Aim of the exercise: Transcribe all records exactly.

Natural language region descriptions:
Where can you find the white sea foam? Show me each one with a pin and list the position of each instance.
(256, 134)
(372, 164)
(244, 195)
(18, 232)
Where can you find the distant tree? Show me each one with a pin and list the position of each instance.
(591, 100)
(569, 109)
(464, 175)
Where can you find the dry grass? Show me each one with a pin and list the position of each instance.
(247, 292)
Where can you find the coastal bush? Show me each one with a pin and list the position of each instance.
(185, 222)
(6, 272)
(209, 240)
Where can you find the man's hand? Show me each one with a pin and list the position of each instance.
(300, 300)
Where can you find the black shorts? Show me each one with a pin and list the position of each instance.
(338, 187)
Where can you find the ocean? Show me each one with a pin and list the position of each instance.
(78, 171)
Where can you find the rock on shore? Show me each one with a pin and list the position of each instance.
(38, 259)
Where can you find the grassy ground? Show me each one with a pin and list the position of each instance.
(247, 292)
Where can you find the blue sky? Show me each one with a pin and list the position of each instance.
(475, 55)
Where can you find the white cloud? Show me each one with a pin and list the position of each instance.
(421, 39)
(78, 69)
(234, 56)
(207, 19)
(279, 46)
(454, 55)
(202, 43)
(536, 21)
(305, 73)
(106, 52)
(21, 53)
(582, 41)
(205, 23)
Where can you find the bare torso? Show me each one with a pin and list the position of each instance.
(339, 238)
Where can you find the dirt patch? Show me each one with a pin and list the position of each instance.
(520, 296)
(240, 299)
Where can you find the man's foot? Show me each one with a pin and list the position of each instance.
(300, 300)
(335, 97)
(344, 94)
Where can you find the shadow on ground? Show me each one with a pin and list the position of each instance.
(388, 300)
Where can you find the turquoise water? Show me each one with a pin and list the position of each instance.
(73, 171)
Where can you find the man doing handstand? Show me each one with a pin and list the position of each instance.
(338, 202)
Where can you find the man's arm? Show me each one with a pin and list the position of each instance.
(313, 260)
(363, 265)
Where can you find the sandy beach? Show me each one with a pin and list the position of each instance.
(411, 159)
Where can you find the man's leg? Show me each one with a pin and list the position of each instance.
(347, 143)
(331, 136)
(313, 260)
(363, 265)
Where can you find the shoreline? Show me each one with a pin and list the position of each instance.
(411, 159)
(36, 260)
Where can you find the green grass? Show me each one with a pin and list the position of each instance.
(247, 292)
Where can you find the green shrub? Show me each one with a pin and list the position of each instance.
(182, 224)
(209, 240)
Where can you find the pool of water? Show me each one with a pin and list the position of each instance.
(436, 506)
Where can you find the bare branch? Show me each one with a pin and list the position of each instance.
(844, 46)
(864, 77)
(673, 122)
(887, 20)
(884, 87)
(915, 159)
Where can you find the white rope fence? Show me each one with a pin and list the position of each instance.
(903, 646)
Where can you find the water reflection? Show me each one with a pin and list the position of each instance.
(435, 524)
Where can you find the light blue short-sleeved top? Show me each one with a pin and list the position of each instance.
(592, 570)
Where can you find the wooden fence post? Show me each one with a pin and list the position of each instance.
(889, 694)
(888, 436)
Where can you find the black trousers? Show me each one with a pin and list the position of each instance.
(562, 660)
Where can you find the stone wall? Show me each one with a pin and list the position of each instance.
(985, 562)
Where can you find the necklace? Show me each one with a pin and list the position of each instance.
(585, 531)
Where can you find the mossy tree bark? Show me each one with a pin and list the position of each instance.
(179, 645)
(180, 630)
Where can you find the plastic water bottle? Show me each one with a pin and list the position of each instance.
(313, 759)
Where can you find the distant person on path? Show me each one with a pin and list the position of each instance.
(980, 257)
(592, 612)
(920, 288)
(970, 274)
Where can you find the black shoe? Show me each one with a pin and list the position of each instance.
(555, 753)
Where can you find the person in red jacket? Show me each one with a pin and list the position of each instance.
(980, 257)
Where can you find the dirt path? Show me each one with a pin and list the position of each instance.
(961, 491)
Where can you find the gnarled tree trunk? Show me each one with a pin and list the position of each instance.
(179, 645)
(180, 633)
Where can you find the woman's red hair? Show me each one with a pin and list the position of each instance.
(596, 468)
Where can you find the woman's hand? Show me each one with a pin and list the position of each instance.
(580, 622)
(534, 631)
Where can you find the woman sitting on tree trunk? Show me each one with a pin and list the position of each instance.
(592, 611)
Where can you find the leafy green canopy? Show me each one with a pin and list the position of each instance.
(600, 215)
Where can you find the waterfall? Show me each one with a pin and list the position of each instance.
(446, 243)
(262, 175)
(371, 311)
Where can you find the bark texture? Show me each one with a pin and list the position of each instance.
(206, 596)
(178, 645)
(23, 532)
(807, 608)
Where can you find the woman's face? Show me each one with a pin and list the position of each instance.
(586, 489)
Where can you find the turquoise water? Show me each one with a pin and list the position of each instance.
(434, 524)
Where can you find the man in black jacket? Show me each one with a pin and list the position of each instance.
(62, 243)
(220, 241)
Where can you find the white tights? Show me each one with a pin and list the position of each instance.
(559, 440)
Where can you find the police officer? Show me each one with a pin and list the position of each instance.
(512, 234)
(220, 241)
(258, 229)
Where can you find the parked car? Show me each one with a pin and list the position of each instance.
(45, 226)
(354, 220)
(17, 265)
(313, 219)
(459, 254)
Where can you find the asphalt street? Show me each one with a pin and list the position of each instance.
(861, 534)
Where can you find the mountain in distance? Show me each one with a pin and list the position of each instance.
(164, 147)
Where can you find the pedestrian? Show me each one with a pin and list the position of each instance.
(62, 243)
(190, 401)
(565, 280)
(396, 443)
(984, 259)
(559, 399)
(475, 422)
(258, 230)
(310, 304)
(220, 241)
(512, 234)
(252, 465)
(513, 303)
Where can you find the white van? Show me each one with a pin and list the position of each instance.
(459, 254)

Result of the task:
Where can you find the white sea foam? Show me each one with a pin and list the position of each instance.
(256, 134)
(372, 164)
(244, 195)
(18, 232)
Where can you find the distant tree? Show me each one with a pin and list the position of each instance.
(591, 100)
(569, 109)
(464, 175)
Where can you find the dry grass? Show me each one with a pin and list the position of each instance.
(247, 292)
Where can you find the coastal bush? Show me each one with a pin and list the position of each instance.
(185, 222)
(6, 272)
(209, 240)
Where can you find the man's hand? Show me each one with a pin and list the position of each instance.
(300, 300)
Where can you find the black shorts? Show me each one with a pin and list the position of each instance.
(338, 187)
Where can you find the ocean? Show me each one with a pin and list the position of each instance.
(78, 171)
Where can you find the rock on shore? Show me each one with a pin and list the position of each instance.
(38, 259)
Where can you find the grassy ground? Show me each one with a pin and list the position of each instance.
(247, 292)
Where can you find the blue sky? Show me each one with a pin and list the position of each instance.
(475, 55)
Where can you find the white cloud? Show me each one with a pin and list the position of each instance.
(421, 39)
(78, 69)
(234, 56)
(207, 19)
(279, 46)
(454, 55)
(202, 43)
(536, 21)
(305, 73)
(106, 52)
(21, 53)
(582, 41)
(205, 23)
Where can you find the bare torso? Show me each one with a pin and list the position of each instance.
(339, 238)
Where can you find the dirt patch? Show me each one with a pin and list the position of each instance.
(520, 296)
(240, 299)
Where can you find the man's foot? Show me each one with a pin and list the position of each instance.
(300, 300)
(335, 97)
(344, 94)
Where can you find the shadow on ground? Show me each one with a pin and list the position of each instance.
(388, 300)
Where can you find the turquoise water? Show me each one with a pin and list the position of each instance.
(73, 171)
Where can you find the man doing handstand? Show me each one with a pin and list the position of each instance.
(338, 202)
Where can you find the man's arm? Show me each one with a pin and list the position of each instance.
(313, 260)
(363, 265)
Where can you find the sandy beach? Show me each one with a pin and list the position of each instance.
(411, 159)
Where can you find the man's leg? Show me each one with a pin and list the position of each instance.
(347, 143)
(331, 136)
(313, 260)
(363, 265)
Where can you find the shoreline? Show me each one with a pin and list the position of each instance.
(411, 159)
(36, 260)
Where can you find the green grass? Show me each one with a pin and list the position of each instance.
(247, 292)
Where can you find the green shrub? Show me each one with a pin and list the position of each instance.
(182, 224)
(209, 240)
Where can you find the pool of water? Show me each one with a pin and list the position of each instance.
(436, 506)
Where can you find the bare branch? Show me each one with a pin and list the position of each instance.
(844, 46)
(864, 77)
(673, 122)
(887, 20)
(884, 87)
(915, 159)
Where can you find the white rope fence? Show me each one with a pin and list the position of each instance.
(903, 646)
Where can you find the water reflection? Show me each one with a pin and list the position of each instance.
(435, 524)
Where can you find the light blue short-sleeved top? Show me each one with a pin and list the position of each instance.
(592, 570)
Where can you find the wooden fence post? Show me each one with a pin and list the position of each instance.
(889, 694)
(888, 436)
Where can you find the black trousers? Show me each one with a pin and list the position of each instance.
(562, 660)
Where can you find the stone wall? Show me each one with a pin and list the position of each instance.
(985, 562)
Where can you find the necklace? Show me each one with a pin and list the position of each instance.
(585, 531)
Where can you find the mossy tree bark? Show me each one with a pin and list the position of each instance.
(179, 645)
(180, 630)
Where can you find the plastic water bottle? Show me each one with a pin and list the position of each instance.
(313, 759)
Where can you find the distant person on path? Show me each one with a pin and list the position of each instance.
(980, 257)
(592, 612)
(920, 288)
(970, 274)
Where can you find the black shoe? Show me each one with a pin and list the position of each instance.
(555, 753)
Where can you find the person in red jacket? Show me each one with a pin and list the position of each instance.
(980, 257)
Where can you find the dirt path? Show me each one with a pin and list the position of each instance.
(961, 491)
Where can you find the gnarled tree trunk? Show me each one with a pin and list the position of each instance.
(179, 645)
(180, 633)
Where can you find the woman's red hair? Show me each one with a pin and list the position of each instance.
(596, 468)
Where can you find the woman's hand? Show me each one with a pin and list the position of each instance.
(580, 622)
(534, 631)
Where can you find the woman sitting on tree trunk? Show me each one with a pin and list the position of each instance.
(592, 611)
Where can you find the leafy green canopy? Show me each one with a pin and list the position of each instance.
(600, 215)
Where can you find the waterfall? Show me each one with a pin and list the position of each instance.
(446, 243)
(262, 175)
(371, 311)
Where can you find the bark texture? Show me each one with a pin and list the position of each instance.
(206, 596)
(178, 645)
(23, 532)
(807, 608)
Where can you find the woman's face? Show me each one with a pin and list the position of each instance.
(586, 489)
Where can you find the turquoise water? Show me each one with a pin and list the position of each instance.
(434, 524)
Where can you find the man in black jacket? Show me each one with a pin and list the position of each instance.
(62, 243)
(220, 241)
Where can you find the white tights? Show me each one with a pin and list the position of each instance.
(559, 440)
Where can you find the police officer? Show me each one with a pin and list the position of each instance.
(512, 234)
(220, 241)
(258, 229)
Where can you find the parked car? Show me each one with a pin and list the position of each instance.
(45, 226)
(354, 220)
(17, 265)
(313, 219)
(459, 254)
Where can you find the asphalt street? Show me each one with a pin and list the position of each instance.
(861, 534)
Where can you find the mountain in distance? Show me each one with a pin and list the position of each instance.
(164, 147)
Where can you find the pedestrian? Show me each one with a pin and list the position of each instance.
(62, 243)
(190, 401)
(565, 280)
(396, 443)
(984, 259)
(559, 399)
(475, 422)
(258, 230)
(310, 304)
(220, 241)
(512, 234)
(252, 465)
(513, 303)
Where can you find the white van? Show me each one with a pin and list the position of each instance.
(459, 254)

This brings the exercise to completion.